## Request
Which lines in the entries below contain the word "insect"? Pick out each of them and copy it.

.....

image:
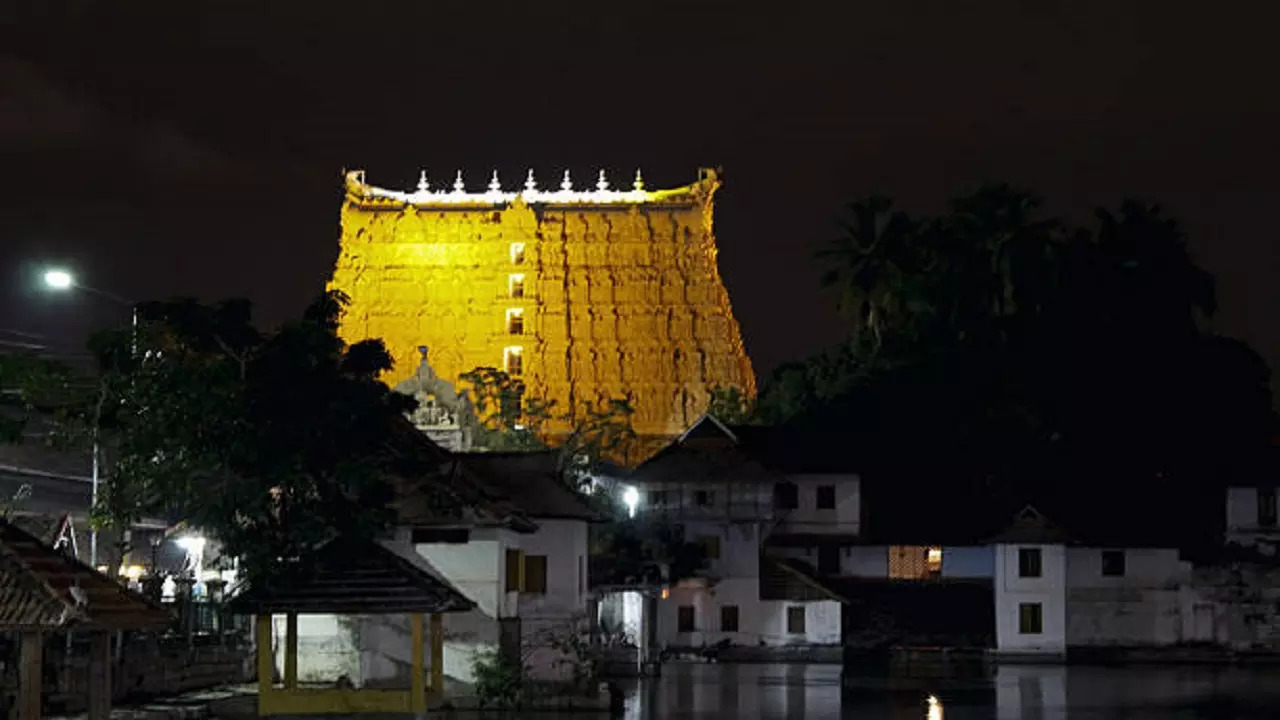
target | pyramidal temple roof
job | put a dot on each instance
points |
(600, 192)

.....

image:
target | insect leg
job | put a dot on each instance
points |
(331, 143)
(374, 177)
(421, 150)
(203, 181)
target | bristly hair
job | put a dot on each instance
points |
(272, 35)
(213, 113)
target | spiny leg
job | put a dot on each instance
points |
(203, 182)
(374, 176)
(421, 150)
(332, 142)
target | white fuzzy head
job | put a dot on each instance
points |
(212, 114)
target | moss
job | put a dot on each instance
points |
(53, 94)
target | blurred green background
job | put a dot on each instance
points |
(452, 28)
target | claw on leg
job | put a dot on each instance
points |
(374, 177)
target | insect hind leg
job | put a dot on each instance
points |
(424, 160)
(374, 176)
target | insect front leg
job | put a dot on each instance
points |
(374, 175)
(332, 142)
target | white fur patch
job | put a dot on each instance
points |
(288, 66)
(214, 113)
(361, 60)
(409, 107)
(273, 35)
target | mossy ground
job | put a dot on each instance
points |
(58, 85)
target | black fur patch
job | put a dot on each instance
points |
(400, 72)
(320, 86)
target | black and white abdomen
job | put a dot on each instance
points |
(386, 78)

.....

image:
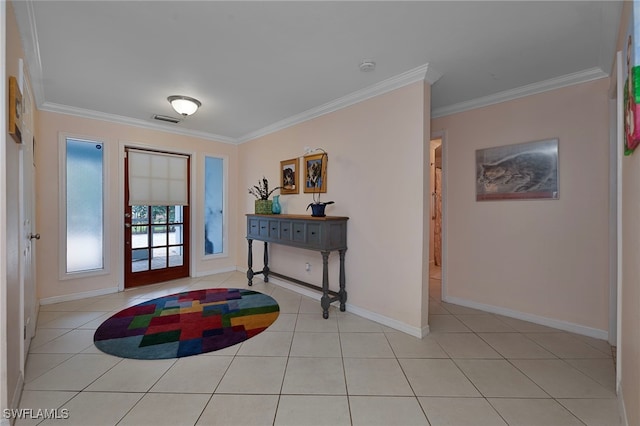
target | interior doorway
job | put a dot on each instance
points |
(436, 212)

.....

## Answer to the exercise
target | insect leg
target | insect hind leg
target | insect front leg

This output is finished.